● **Source extract**
— begin —

Policy Statement on Environmental Sustainability

STORE Capital Corporation (“STORE Capital”) is a net-lease real estate investment trust.  We acquire single tenant operational real estate from business owners, and then lease the properties back to the business owners under net-leases, substantially all of which are triple-net. Under a triple-net lease, the tenant is solely responsible for operating the business conducted in the building subject to the lease, keeping the building in good order and repair, remodeling and updating the building as it deems appropriate to maximize business value, and paying the insurance, property taxes and other property-related expenses.  Under the triple-net lease model, therefore, it is the tenant, and not STORE Capital, that controls energy usage and decides when and how to implement environmentally sustainable practices at a given property.

 

While we do not control the business operations at our properties, as the property owner, we nevertheless recognize that the operation of commercial real estate assets can have a meaningful impact on the environment – particularly with respect to resource consumption and waste generation – and on the health of building occupants. At STORE Capital, we believe that being conscious of, and seeking to address, environmental impacts within our control, and supporting our tenant customers to do the same in their businesses, plays a role in building and sustaining successful enterprises.

— end —

● **Required work**
1) Return the passage of the sustainability policy statement from "While we do" up to and including "sustaining successful enterprises.", copied word for word.
2) Please resume the sustainability policy statement, picking up right after its last sentence.

● **Collected data**

— begin —

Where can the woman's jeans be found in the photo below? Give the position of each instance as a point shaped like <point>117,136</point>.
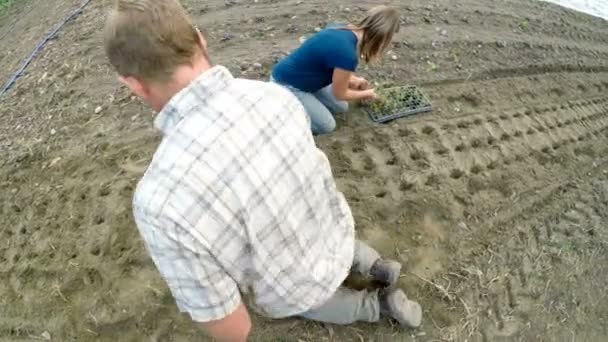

— end —

● **Task-by-task answers**
1)
While we do not control the business operations at our properties, as the property owner, we nevertheless recognize that the operation of commercial real estate assets can have a meaningful impact on the environment – particularly with respect to resource consumption and waste generation – and on the health of building occupants. At STORE Capital, we believe that being conscious of, and seeking to address, environmental impacts within our control, and supporting our tenant customers to do the same in their businesses, plays a role in building and sustaining successful enterprises.

2)
We are committed to operating our business responsibly, guarding our valuable reputation and creating long-term and sustainable value for our company through a robust business model and attentiveness to all our many stakeholders.  STORE Capital is committed to playing an important role for middle market and larger companies across America in order to help them succeed, while making a positive impact on our collective communities, both today and for future generations. 

 

As part of our attentiveness to environmental concerns, we intend to:

  • Continuously seek to understand the environmental risks and opportunities associated with our business practices;
  • Undertake initiatives to promote greater environmental awareness among our employees and to evaluate opportunities to enhance our processes; and
  • Promote awareness and engage with our tenants regarding sustainability practices and solutions.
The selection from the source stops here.